>> start

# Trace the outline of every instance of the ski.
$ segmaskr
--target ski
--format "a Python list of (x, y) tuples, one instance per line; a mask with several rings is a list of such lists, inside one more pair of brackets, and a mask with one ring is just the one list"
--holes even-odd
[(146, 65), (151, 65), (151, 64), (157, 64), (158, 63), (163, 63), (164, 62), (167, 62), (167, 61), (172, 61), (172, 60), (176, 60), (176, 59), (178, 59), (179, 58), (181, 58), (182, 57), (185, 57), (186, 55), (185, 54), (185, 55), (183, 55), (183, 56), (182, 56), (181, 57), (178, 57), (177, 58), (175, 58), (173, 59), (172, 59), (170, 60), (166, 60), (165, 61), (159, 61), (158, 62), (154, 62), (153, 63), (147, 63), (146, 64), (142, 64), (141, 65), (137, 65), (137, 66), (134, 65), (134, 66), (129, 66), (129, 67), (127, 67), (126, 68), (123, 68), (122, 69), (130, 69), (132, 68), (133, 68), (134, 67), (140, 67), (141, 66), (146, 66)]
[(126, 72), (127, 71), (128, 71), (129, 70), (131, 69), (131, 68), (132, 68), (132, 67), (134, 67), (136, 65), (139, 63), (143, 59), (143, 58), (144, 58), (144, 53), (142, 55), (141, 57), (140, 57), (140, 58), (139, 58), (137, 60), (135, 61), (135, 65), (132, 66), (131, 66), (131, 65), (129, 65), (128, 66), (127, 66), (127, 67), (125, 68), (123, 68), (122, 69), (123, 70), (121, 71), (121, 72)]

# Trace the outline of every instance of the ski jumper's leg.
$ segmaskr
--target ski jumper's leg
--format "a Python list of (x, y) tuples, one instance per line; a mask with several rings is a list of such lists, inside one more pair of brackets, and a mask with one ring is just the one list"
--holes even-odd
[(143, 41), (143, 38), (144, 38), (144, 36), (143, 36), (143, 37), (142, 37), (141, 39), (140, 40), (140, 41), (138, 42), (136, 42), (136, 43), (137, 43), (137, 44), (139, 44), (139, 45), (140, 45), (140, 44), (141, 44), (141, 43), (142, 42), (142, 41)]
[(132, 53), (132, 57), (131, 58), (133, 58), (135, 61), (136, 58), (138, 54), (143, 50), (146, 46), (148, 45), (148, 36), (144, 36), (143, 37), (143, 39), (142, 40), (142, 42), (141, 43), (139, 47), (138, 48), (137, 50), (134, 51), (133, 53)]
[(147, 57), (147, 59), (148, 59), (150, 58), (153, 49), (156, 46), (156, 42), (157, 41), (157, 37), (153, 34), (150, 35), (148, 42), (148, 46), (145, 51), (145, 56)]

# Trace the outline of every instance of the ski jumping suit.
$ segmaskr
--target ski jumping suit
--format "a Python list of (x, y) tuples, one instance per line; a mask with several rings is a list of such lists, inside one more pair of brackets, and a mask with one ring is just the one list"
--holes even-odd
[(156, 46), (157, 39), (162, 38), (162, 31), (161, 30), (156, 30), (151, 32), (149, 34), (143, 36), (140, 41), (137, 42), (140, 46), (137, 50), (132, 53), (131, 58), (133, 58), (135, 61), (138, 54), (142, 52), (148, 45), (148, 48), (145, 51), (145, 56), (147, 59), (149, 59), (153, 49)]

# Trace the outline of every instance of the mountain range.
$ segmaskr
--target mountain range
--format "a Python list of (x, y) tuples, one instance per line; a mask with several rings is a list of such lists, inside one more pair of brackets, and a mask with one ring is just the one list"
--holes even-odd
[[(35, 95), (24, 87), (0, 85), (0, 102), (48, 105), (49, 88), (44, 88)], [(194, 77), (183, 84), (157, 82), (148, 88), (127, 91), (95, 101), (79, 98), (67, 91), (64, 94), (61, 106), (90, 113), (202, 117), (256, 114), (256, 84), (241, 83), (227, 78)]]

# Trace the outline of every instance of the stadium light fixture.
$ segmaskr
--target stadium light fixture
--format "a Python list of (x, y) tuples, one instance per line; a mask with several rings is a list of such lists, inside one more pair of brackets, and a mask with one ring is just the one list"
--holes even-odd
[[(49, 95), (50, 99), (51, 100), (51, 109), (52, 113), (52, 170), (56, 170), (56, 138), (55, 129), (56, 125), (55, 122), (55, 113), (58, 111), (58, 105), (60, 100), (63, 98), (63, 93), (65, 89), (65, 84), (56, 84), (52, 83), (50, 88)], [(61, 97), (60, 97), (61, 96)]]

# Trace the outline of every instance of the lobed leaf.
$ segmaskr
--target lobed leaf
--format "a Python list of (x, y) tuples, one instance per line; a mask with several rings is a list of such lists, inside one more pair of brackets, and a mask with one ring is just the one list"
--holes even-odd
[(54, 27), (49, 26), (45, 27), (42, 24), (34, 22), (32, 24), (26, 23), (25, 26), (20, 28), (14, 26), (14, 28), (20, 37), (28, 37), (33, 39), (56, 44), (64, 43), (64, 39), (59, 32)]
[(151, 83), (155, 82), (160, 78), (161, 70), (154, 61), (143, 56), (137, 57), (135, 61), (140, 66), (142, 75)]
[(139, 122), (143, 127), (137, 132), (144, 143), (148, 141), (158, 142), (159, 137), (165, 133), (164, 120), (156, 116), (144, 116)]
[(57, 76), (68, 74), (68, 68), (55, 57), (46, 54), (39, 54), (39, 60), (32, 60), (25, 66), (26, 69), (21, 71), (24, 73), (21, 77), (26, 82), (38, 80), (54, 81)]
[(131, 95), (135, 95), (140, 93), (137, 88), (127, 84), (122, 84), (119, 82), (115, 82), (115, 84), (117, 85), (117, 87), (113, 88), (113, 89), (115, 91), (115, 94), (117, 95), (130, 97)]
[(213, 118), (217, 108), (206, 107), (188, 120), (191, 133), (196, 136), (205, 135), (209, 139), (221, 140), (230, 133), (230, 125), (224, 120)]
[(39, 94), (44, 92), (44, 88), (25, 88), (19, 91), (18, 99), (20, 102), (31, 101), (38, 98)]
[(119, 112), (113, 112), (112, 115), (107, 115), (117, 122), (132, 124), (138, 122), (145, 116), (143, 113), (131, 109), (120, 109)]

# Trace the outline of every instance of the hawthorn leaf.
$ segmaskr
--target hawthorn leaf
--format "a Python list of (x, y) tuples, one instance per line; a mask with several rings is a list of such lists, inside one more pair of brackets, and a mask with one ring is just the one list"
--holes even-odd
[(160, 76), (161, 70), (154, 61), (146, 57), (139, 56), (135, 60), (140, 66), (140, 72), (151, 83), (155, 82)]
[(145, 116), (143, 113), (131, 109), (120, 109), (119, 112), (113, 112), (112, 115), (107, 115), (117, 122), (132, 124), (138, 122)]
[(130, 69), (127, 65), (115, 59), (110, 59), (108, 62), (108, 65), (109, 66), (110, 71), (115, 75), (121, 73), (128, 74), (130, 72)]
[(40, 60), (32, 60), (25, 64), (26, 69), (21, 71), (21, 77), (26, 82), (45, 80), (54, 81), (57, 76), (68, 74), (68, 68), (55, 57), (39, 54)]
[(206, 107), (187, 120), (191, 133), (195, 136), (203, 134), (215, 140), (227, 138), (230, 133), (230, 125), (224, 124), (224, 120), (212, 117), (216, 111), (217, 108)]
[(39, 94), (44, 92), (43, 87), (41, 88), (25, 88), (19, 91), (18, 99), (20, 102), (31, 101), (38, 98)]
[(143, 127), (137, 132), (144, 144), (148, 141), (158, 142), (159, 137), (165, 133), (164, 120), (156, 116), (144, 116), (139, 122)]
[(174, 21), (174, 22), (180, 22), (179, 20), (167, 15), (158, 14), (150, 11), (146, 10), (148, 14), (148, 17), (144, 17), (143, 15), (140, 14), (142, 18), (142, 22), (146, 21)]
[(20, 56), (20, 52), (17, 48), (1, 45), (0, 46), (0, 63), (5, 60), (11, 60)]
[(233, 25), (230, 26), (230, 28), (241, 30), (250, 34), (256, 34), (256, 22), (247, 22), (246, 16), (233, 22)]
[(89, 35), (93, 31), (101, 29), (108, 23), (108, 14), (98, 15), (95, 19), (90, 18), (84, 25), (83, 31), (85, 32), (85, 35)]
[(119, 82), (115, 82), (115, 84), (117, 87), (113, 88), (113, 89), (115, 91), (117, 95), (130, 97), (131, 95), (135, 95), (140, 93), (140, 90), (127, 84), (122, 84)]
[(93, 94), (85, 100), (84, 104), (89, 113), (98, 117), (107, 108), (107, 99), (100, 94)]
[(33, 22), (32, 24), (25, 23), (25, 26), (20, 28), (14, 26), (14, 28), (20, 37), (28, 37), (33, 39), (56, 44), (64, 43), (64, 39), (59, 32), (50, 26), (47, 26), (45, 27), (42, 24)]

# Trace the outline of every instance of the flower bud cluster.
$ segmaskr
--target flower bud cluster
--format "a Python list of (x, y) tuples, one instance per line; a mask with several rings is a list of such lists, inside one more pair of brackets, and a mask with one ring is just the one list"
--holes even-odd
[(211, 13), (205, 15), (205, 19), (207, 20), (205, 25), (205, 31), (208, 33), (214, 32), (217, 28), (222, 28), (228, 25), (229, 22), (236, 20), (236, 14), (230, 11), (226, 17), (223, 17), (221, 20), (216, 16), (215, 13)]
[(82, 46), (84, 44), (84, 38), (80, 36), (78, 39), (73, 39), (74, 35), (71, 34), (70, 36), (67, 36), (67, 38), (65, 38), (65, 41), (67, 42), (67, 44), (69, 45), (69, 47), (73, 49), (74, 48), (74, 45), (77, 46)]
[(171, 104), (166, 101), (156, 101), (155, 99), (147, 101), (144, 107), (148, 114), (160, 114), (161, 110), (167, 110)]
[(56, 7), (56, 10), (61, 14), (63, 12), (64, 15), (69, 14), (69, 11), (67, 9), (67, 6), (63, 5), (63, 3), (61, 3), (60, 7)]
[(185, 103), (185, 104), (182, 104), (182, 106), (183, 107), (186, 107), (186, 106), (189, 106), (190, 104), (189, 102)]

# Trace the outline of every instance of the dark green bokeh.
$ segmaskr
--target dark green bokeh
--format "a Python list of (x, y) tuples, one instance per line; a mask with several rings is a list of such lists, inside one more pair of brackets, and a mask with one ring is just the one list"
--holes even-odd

>> end

### Your objective
Render the listing from the line containing "# Trace the outline of every instance of the stadium" up to and including the line containing "97), (61, 96)]]" as a Markdown table with columns Row and Entry, numbering each line in order and omitting blank lines.

### Response to the exercise
| Row | Entry |
|---|---|
| 1 | # Trace the outline of every instance of the stadium light fixture. |
| 2 | $ segmaskr |
| 3 | --target stadium light fixture |
| 4 | --format "a Python list of (x, y) tuples, one instance per line; a mask with several rings is a list of such lists, inside one more pair of brackets, and a mask with one ring is just the one list" |
| 5 | --holes even-odd |
| 6 | [[(49, 95), (50, 99), (51, 100), (51, 109), (52, 113), (52, 170), (56, 170), (56, 138), (55, 129), (56, 125), (55, 122), (55, 113), (58, 111), (58, 105), (60, 100), (63, 98), (63, 93), (65, 89), (65, 84), (56, 84), (52, 83), (50, 88)], [(61, 97), (60, 97), (61, 96)]] |